Why Hopelessness Is Conservative

Those who defend the established order want you to believe that you’re stupid and can’t change anything.

Pessimism is a kind of surrender to existing circumstance. You don’t think things are going to get better, and you become resigned to a bleak future. Generally the pessimist has very limited confidence that human beings can do much to alter their existing condition.

Conservatism is often pessimistic, if not necessarily about “the future” as a whole, then definitely about humankind’s capacity for self-improvement. Whether it’s Thomas Hobbes talking about the nastiness and brutishness of human nature, Thomas Sowell on the “constrained” vision that sees people as fundamentally self-interested, or Michael Oakeshott talking about the conservative preference for the “familiar” over the “unfamiliar,” conservative philosophy often runs something like this: We are flawed creatures kept from descending into barbarism through the institutions we have built, in particular Western Capitalist Democracy and the Rule Of Law. These institutions are fragile and precious, tinkering with them leads to catastrophe, and the best course we can generally take is to preserve what we have rather than try for anything radically different. Attempts to significantly change the existing order of things are doomed to either fail or make things worse, because they are based on an irrational confidence that human perfectibility is infinite. (That confidence is what Sowell calls the “unconstrained” vision of human nature.)

**Given problem 1**
Change "surrender" to "submission" in the essay on hopelessness and conservatism, giving the passage that begins at the words "Why Hopelessness Is" and stops after "their existing condition.".
**Given problem 2**
In the essay on hopelessness and conservatism, why does the conservative philosophy it describes hold that attempts to significantly change the existing order are doomed to fail or make things worse?
**Given problem 3**
Continue the essay on hopelessness and conservatism from the point where the text stops.

**Information shown**
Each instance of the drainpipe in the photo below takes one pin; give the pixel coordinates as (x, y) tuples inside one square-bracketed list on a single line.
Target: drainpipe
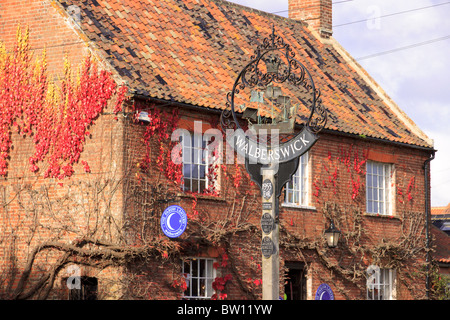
[(426, 167)]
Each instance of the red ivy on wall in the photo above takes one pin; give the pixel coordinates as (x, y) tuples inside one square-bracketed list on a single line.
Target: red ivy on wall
[(56, 116)]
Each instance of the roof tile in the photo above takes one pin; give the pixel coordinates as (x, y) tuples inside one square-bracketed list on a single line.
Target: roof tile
[(192, 50)]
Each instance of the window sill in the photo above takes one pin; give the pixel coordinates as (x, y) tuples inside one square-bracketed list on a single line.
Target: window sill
[(201, 196), (379, 215), (296, 206)]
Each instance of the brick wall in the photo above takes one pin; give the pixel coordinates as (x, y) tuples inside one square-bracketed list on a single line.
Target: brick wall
[(40, 209), (317, 13)]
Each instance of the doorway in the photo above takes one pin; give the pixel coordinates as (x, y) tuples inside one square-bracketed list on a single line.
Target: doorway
[(295, 286)]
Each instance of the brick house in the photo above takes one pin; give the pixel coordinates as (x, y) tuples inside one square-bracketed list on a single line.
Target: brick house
[(96, 233)]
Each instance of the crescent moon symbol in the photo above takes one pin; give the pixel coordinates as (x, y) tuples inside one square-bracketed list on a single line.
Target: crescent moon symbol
[(168, 221)]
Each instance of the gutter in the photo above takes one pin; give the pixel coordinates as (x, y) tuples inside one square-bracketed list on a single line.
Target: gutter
[(426, 167)]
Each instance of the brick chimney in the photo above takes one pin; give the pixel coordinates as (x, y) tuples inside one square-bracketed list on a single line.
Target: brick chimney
[(317, 13)]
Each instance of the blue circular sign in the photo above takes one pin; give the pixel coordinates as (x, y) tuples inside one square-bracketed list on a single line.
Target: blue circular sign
[(324, 292), (173, 221)]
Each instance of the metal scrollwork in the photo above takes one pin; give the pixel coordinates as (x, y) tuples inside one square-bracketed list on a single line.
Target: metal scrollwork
[(274, 63)]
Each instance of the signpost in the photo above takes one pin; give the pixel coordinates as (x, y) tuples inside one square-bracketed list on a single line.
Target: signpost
[(271, 167)]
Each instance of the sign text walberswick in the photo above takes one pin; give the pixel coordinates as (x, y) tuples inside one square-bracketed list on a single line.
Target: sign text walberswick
[(274, 153)]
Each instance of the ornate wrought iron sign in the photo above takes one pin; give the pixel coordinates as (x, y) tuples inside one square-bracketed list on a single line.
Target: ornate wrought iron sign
[(272, 147), (276, 107)]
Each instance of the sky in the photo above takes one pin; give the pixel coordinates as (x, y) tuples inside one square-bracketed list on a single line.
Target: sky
[(405, 46)]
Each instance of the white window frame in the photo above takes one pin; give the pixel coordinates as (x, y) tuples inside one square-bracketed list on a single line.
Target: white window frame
[(297, 191), (196, 158), (381, 285), (199, 274), (378, 188)]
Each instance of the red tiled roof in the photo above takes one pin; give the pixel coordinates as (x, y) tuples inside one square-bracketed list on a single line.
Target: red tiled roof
[(191, 51)]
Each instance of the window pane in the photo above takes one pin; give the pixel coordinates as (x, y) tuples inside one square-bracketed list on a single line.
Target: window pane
[(296, 190)]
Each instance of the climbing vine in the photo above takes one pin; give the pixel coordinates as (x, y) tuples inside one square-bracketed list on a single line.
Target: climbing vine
[(56, 115)]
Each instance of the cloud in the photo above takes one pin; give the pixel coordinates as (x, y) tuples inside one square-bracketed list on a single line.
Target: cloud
[(417, 78)]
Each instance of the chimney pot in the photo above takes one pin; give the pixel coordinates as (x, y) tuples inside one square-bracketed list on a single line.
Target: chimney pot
[(317, 13)]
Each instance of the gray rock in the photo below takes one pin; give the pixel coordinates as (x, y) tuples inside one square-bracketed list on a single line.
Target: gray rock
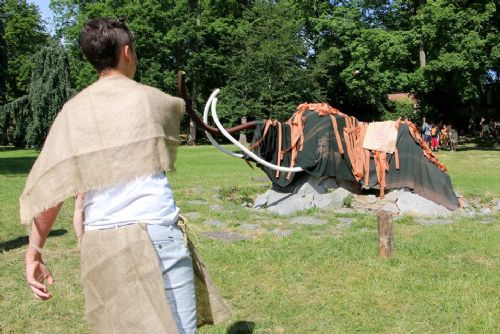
[(261, 200), (191, 215), (417, 205), (333, 200), (292, 204), (213, 223), (434, 221), (391, 207), (314, 185), (369, 199), (328, 201), (226, 236), (310, 187), (281, 233), (249, 227), (306, 220)]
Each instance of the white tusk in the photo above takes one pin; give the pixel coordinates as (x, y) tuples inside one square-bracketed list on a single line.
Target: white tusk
[(246, 150), (209, 136)]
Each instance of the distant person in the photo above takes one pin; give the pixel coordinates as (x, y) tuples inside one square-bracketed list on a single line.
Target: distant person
[(453, 138), (444, 137), (426, 132)]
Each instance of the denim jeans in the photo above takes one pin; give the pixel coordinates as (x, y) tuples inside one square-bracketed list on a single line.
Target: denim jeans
[(177, 269)]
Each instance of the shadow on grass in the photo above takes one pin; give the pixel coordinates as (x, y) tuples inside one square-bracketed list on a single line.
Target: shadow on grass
[(479, 144), (23, 241), (241, 327), (16, 165)]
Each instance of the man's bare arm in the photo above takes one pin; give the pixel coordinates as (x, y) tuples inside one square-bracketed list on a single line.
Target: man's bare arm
[(36, 270)]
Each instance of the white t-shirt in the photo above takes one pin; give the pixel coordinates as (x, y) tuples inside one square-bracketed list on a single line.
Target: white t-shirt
[(145, 199)]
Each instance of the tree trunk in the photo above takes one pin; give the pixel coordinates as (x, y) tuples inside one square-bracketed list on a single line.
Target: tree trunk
[(422, 55), (243, 136), (192, 125)]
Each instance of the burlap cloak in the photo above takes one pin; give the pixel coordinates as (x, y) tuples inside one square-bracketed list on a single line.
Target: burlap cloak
[(111, 132)]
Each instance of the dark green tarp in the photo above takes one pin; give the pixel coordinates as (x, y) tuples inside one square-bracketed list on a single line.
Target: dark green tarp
[(321, 157)]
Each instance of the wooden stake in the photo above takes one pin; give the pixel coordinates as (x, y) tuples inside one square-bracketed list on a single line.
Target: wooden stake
[(384, 224)]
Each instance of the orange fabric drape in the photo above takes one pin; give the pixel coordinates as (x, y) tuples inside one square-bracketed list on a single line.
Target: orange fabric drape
[(353, 135)]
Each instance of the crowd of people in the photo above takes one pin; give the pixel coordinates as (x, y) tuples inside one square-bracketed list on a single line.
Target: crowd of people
[(439, 135), (442, 136)]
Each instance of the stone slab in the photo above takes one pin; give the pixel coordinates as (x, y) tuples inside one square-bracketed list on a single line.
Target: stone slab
[(226, 236), (292, 204), (411, 203), (261, 200), (333, 200)]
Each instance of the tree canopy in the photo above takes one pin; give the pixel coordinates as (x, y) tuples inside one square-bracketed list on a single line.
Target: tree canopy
[(269, 56)]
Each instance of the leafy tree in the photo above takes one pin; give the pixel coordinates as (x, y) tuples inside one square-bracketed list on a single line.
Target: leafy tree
[(456, 38), (49, 90), (24, 35), (3, 58), (31, 115), (268, 75)]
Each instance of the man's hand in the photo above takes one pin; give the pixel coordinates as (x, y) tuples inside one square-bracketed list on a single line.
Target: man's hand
[(36, 274), (36, 271)]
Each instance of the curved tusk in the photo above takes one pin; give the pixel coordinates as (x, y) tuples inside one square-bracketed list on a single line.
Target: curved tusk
[(209, 136), (243, 148)]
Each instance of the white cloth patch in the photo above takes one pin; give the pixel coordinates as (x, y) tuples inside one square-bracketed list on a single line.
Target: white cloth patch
[(381, 136)]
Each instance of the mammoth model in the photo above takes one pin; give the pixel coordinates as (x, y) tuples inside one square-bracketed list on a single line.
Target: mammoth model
[(320, 140)]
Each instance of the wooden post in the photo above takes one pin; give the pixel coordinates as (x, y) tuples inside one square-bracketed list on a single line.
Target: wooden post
[(384, 224), (243, 136)]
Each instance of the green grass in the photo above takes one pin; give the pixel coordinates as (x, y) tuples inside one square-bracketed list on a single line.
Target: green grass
[(320, 279)]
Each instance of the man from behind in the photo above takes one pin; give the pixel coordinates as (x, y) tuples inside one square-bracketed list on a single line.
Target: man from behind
[(111, 144)]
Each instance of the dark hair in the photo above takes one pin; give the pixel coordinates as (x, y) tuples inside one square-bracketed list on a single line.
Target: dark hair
[(101, 40)]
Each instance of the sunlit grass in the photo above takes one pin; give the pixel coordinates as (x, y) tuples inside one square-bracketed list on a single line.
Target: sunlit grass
[(320, 279)]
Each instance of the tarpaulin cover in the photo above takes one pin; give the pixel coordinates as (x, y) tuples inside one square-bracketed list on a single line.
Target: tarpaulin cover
[(321, 156)]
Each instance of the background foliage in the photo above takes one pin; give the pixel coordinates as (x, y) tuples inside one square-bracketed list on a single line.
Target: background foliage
[(269, 56)]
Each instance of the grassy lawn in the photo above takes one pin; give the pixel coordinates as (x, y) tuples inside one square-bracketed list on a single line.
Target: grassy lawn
[(320, 279)]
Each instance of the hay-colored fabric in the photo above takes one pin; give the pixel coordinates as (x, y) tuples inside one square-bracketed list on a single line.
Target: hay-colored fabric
[(111, 132), (122, 283), (123, 286)]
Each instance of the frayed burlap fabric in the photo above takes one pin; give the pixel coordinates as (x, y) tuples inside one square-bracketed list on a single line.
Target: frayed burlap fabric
[(111, 132), (123, 286)]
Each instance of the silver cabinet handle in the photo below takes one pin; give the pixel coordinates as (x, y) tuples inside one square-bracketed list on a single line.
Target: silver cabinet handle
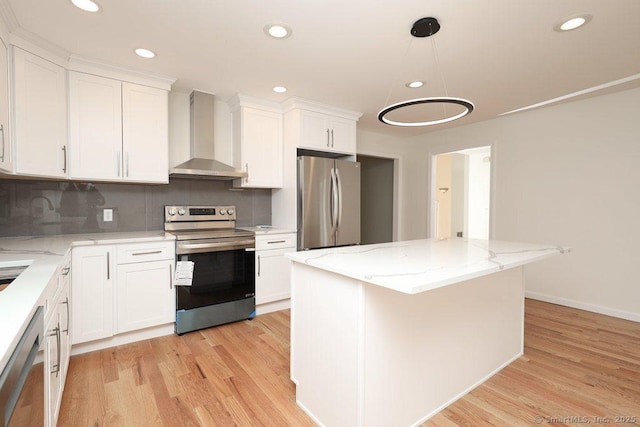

**Exercise response 1**
Why Hopelessness Is Conservative

Those who defend the established order want you to believe that you’re stupid and can’t change anything.

Pessimism is a kind of submission to existing circumstance. You don’t think things are going to get better, and you become resigned to a bleak future. Generally the pessimist has very limited confidence that human beings can do much to alter their existing condition.

**Exercise response 2**
It holds that such attempts rest on an irrational confidence that human perfectibility is infinite. Sowell calls this the "unconstrained" vision of human nature.

**Exercise response 3**
Albert O. Hirschman pointed out that conservative rhetoric almost always dwells on the “futility” or “jeopardy” that will come with some proposed social change, i.e., the change either won’t work or it will be actively harmful. (Hirschman also cites “perversity,” the idea that a proposed change runs contrary to the Moral Order, as a conservative trope, but that is somewhat different because it isn’t an empirical prediction.) What futility and jeopardy have in common is that they countenance keeping things as they are, and they tell people that they cannot hope for a much better world than the one they have. As practiced, then, conservatism is not just about conserving traditions, but about opposing changes. (To use a New Orleans music analogy, conservatism is Wynton Marsalis rather than the Rebirth Brass Band. Marsalis thinks jazz should be played in the traditional way, and thinks experimental developments in the genre make it worse. He sees more recent black musical forms like hip hop as literally worse than monuments to white supremacy. The Rebirth Brass Band, on the other hand, takes traditional New Orleans brass music with funk, rap, and R&B. It conserves and evolves at the same time.)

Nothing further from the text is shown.